### Brano da leggere
•••
La sua carriera cinematografica ha inizio ancora in fasce, apparendo appena nata in una scena de Il Padrino, nei panni (maschili) del nipote di Micheal Corleone. Dopo altri brevi cammei, talmente criticati da valerle il Razzie Award come Peggior attrice non protagonista, la giovane Sophia decide di seguire le orme paterne dedicandosi alla regia.
Esordendo negli anni Novanta con i cortometraggi Bed, Bath and Beyond (1996) e Lick the Star (1998), raggiunge il successo fin dal primo lungometraggio del 1999, Il Giardino delle Vergini Suicide (The Virgin Suicides), grazie al quale nasce anche la duratura e proficua amicizia con l’attrice Kristen Dunst. In questo film, tratto dal romanzo omonimo di Jeffrey Eugenides, si possono già distinguere in modo nitido i tratti distintivi del cinema della Coppola. La pellicola tratta infatti, in modo delicato e quasi fiabesco, il tema del suicidio adolescenziale, raccontando l’epopea che conduce le cinque giovani sorelle Lisbon alla morte. Therese (Leslie Hayman), Mary (A.J. Cock), Bonnie (Chelsea Swain), Lux (Kristen Dunst) e Cecilia (Hanna R. Hall) sono cinque sorelle tra i tredici e i diciassette anni, che vivono un’esistenza noiosa e rigidamente controllata nella Detroit degli anni settanta. Bellissime e misteriose, le ragazze Lisbon sono il sogno proibito di tutti i giovani uomini del quartiere – questi ultimi voci narranti del film – ma a causa della bigotta educazione dei genitori, mista fra il fanatismo religioso e i regimi dittatoriali, vivono praticamente recluse, estranee al confronto con l’altro sesso e soprattutto tremendamente annoiate, tanto da decidere di togliersi la vita. L’attenzione che la Coppola pone ai dettagli (come boccette di profumo a forma di unicorno, rosari, e profumati rossetti) è quasi una scelta narrativa, come se l’esistenza dei suoi personaggi fosse determinata da queste piccole cose fondamentali, intrise dei loro sogni e sentimenti, minute soddisfazioni malinconiche del mondo femminile.
La stessa sensibilità viene espressa nel film premio Oscar Lost in Translation – L’Amore Tradotto (2003) con protagonisti Scarlett Johannson e un superbo Bill Muray, interpreti del disagio che nasce dall’incomprensione. Ambientata in una Tokyo da cartolina, fra alberghi lussuosi e sale gioco, la pellicola rappresenta, nel suo senso più intimo e profondo, l’incomprensione in tutti i suoi aspetti. La giovane Charlotte e Bob, attore di fama internazionale, incarnano la sensazione di trovarsi di fronte a persone che non parlano, sotto ogni aspetto, la loro lingua, tranne quando sono insieme. Accompagnato anche da momenti di raffinata comicità, il film ha ottenuto quattro nomination agli Oscar, aggiudicandosi la statuetta per la miglior sceneggiatura originale.
•••
### Esercizio assegnato 1
Estrai dal brano sulla carriera di Sophia Coppola tutto il testo che va da "La stessa sensibilità" fino a "miglior sceneggiatura originale.".
Il brano e le voci provengono da fonti diverse.

### Materiale di lavoro
•••
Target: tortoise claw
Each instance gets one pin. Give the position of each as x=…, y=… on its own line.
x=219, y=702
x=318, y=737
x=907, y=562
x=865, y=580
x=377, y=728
•••
### Esercizio assegnato 2
Metti le righe di tutte le voci in un elenco numerato, tralasciando le righe vuote.

### Risultato 1
La stessa sensibilità viene espressa nel film premio Oscar Lost in Translation – L’Amore Tradotto (2003) con protagonisti Scarlett Johannson e un superbo Bill Muray, interpreti del disagio che nasce dall’incomprensione. Ambientata in una Tokyo da cartolina, fra alberghi lussuosi e sale gioco, la pellicola rappresenta, nel suo senso più intimo e profondo, l’incomprensione in tutti i suoi aspetti. La giovane Charlotte e Bob, attore di fama internazionale, incarnano la sensazione di trovarsi di fronte a persone che non parlano, sotto ogni aspetto, la loro lingua, tranne quando sono insieme. Accompagnato anche da momenti di raffinata comicità, il film ha ottenuto quattro nomination agli Oscar, aggiudicandosi la statuetta per la miglior sceneggiatura originale.

### Risultato 2
1. Target: tortoise claw
2. Each instance gets one pin. Give the position of each as x=…, y=… on its own line.
3. x=219, y=702
4. x=318, y=737
5. x=907, y=562
6. x=865, y=580
7. x=377, y=728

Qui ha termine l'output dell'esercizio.